EXERCISE GOAL
Copy each of the following lines character for character, leaving nothing out and changing nothing.

DATASET RECORDS
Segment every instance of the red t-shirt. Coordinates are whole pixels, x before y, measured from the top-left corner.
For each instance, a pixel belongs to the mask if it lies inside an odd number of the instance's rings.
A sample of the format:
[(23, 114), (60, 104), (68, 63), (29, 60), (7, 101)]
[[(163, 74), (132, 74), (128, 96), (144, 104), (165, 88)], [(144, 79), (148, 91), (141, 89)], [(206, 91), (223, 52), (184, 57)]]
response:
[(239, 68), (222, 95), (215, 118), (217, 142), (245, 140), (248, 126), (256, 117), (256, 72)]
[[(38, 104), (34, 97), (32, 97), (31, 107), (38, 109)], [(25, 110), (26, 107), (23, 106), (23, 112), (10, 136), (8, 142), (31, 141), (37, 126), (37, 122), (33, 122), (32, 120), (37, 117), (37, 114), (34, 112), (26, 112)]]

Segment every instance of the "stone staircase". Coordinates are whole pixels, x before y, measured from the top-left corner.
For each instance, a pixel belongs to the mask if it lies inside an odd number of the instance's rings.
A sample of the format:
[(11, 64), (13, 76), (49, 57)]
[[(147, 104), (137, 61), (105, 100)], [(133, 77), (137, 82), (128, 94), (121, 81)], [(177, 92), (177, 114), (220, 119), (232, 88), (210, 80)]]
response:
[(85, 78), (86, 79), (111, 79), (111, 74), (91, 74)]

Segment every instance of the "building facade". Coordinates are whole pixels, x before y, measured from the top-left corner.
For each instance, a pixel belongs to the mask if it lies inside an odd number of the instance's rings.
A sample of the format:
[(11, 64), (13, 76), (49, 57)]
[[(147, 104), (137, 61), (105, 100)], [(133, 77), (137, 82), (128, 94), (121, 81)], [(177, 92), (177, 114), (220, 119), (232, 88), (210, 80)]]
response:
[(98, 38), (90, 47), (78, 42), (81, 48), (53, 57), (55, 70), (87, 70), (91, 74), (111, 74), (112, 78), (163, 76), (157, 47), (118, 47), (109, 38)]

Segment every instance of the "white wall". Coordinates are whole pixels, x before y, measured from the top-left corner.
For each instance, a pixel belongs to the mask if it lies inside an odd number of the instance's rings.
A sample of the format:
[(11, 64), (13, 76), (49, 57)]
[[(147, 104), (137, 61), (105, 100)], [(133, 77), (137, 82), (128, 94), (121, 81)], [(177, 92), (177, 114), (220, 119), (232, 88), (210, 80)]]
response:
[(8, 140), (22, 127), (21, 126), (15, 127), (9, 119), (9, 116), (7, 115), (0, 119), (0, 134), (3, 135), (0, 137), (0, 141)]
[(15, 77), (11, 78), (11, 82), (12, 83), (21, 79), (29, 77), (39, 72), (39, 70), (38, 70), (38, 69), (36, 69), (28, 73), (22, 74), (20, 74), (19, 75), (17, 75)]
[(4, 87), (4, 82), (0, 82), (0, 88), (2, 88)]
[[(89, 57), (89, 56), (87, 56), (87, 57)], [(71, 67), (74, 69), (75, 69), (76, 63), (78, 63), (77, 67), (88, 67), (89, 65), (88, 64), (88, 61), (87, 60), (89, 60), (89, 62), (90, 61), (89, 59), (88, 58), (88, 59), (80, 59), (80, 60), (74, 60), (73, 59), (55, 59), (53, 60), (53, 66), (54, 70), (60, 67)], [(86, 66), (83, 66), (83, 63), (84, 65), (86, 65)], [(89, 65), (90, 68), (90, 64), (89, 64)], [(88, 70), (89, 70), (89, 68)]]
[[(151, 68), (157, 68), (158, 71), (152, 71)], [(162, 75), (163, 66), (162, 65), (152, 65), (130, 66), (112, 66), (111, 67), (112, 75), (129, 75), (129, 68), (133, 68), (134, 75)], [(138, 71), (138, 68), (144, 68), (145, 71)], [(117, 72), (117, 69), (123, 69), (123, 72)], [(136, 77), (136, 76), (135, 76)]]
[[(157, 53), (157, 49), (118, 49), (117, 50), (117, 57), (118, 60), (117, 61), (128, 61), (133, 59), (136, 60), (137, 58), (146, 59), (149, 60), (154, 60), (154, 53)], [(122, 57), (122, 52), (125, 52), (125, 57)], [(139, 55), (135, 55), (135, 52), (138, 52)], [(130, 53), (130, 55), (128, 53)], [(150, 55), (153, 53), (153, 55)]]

SOLUTION TO THE EXERCISE
Segment every instance of the red t-shirt. Coordinates are whole pixels, x before y, measured from the top-left corner.
For each instance, a pixel belongs to the mask if it lies inside an odd number of the instance's rings.
A sample of the format:
[(23, 114), (60, 104), (68, 63), (29, 60), (7, 101)]
[[(163, 74), (132, 74), (128, 96), (144, 104), (165, 88)], [(144, 79), (148, 91), (141, 89)], [(206, 91), (223, 52), (184, 57)]]
response:
[(239, 68), (222, 95), (215, 118), (217, 142), (245, 140), (248, 126), (256, 117), (256, 72)]
[[(38, 104), (34, 97), (32, 97), (31, 107), (38, 109)], [(25, 110), (26, 107), (23, 106), (23, 112), (10, 136), (8, 142), (31, 141), (37, 126), (37, 122), (33, 122), (32, 120), (37, 117), (37, 114), (34, 112), (26, 112)]]

Segment every instance of the "stone staircase". Coordinates are whole pixels, x before y, measured from the top-left corner.
For each instance, a pixel belongs to the mask if it lies inside an odd number of the instance's rings.
A sample of the format:
[(11, 64), (13, 76), (49, 57)]
[[(147, 104), (137, 61), (105, 100)], [(133, 77), (137, 82), (128, 94), (121, 81)], [(177, 92), (177, 114), (220, 119), (232, 88), (210, 80)]]
response:
[(85, 78), (86, 79), (111, 79), (111, 74), (91, 74)]

Segment every instance of the "building facade". Coordinates are whole pixels, x before y, measured from the top-left corner.
For each instance, a pixel belongs to the mask if it lies inside an odd number of the instance's rings.
A sample of the format:
[(11, 64), (13, 76), (49, 57)]
[[(147, 104), (137, 61), (105, 100)], [(133, 77), (137, 82), (128, 94), (121, 81)], [(177, 92), (177, 114), (220, 119), (232, 88), (210, 80)]]
response:
[(98, 38), (90, 47), (78, 42), (81, 48), (53, 57), (55, 70), (87, 70), (91, 74), (111, 74), (112, 78), (163, 76), (157, 47), (118, 47), (109, 38)]

Segment every instance of the "white wall". Coordinates are whole pixels, x before y, measured from the top-left corner.
For each instance, a pixel belongs to the mask if it lies inside an odd number of the instance's rings.
A sample of the format:
[(11, 64), (13, 76), (49, 57)]
[[(147, 104), (137, 61), (105, 100)], [(133, 77), (137, 82), (128, 94), (121, 81)], [(177, 92), (177, 114), (220, 119), (232, 88), (210, 80)]]
response:
[(8, 140), (22, 127), (21, 126), (15, 127), (9, 119), (9, 116), (7, 115), (0, 119), (0, 134), (3, 135), (0, 137), (0, 141)]
[(15, 77), (11, 78), (11, 82), (12, 83), (21, 79), (29, 77), (39, 72), (39, 70), (38, 70), (38, 69), (36, 69), (28, 73), (22, 74), (20, 74), (19, 75), (17, 75)]
[(4, 87), (4, 82), (0, 82), (0, 88), (2, 88)]
[[(89, 57), (89, 56), (87, 56), (87, 57)], [(71, 67), (74, 69), (75, 69), (76, 63), (78, 63), (77, 67), (88, 67), (89, 65), (88, 64), (88, 61), (87, 60), (89, 60), (89, 62), (90, 61), (89, 59), (88, 58), (88, 59), (80, 59), (80, 60), (74, 60), (73, 59), (55, 59), (53, 60), (53, 66), (54, 70), (60, 67)], [(86, 66), (83, 66), (83, 63), (84, 65), (86, 65)], [(89, 65), (90, 68), (90, 64), (89, 64)], [(88, 70), (89, 70), (89, 68)]]
[[(151, 68), (157, 68), (158, 71), (152, 71)], [(162, 75), (163, 66), (162, 65), (152, 65), (130, 66), (112, 66), (111, 67), (112, 75), (129, 75), (129, 68), (133, 68), (134, 75)], [(138, 71), (138, 68), (144, 68), (145, 71)], [(117, 72), (117, 69), (123, 69), (123, 72)], [(136, 77), (136, 76), (135, 76)]]
[[(157, 53), (157, 49), (118, 49), (117, 50), (117, 57), (118, 60), (117, 61), (128, 61), (133, 59), (136, 60), (137, 58), (146, 59), (149, 60), (154, 60), (154, 53)], [(122, 57), (122, 52), (125, 52), (125, 57)], [(139, 55), (135, 55), (135, 52), (138, 52)], [(130, 53), (130, 55), (128, 53)], [(150, 55), (153, 53), (153, 55)]]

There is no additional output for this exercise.